* What you will do: Count how many lines of the records below contain the word "gray". Case matters, and the answer should be only the number.

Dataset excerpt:
>>
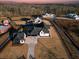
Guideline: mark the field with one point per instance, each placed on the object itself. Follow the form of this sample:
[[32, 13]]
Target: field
[[48, 48]]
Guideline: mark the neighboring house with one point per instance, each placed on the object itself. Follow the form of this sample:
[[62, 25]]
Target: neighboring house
[[44, 32], [36, 30], [38, 20], [73, 16]]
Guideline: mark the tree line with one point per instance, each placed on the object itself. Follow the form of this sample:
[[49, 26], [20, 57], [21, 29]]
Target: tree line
[[26, 9]]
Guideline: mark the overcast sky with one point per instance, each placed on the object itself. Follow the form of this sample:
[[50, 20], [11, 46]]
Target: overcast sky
[[41, 1]]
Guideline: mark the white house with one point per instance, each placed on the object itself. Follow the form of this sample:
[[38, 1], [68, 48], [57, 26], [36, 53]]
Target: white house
[[44, 32]]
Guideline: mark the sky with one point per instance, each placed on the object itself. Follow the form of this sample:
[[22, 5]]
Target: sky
[[41, 1]]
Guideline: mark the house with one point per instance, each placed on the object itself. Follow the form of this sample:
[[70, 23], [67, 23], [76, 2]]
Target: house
[[47, 15], [44, 32], [38, 20], [73, 16]]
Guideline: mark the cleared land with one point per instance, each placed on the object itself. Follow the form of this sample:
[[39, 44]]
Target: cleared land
[[47, 48]]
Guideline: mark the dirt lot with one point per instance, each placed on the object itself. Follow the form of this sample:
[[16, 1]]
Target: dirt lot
[[47, 48]]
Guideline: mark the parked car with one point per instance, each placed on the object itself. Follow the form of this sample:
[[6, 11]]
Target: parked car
[[73, 16]]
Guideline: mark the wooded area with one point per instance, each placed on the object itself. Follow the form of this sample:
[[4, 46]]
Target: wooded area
[[27, 9]]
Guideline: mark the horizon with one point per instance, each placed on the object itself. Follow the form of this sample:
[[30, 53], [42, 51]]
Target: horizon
[[42, 1]]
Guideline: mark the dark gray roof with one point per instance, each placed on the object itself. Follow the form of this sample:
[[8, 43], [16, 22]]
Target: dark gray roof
[[45, 30]]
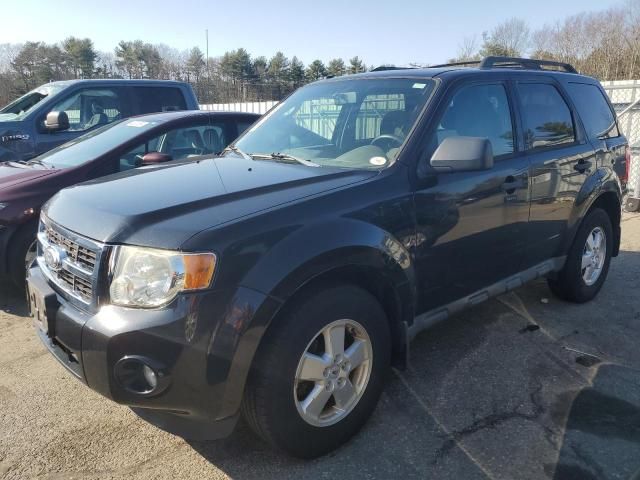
<<
* Task result: 2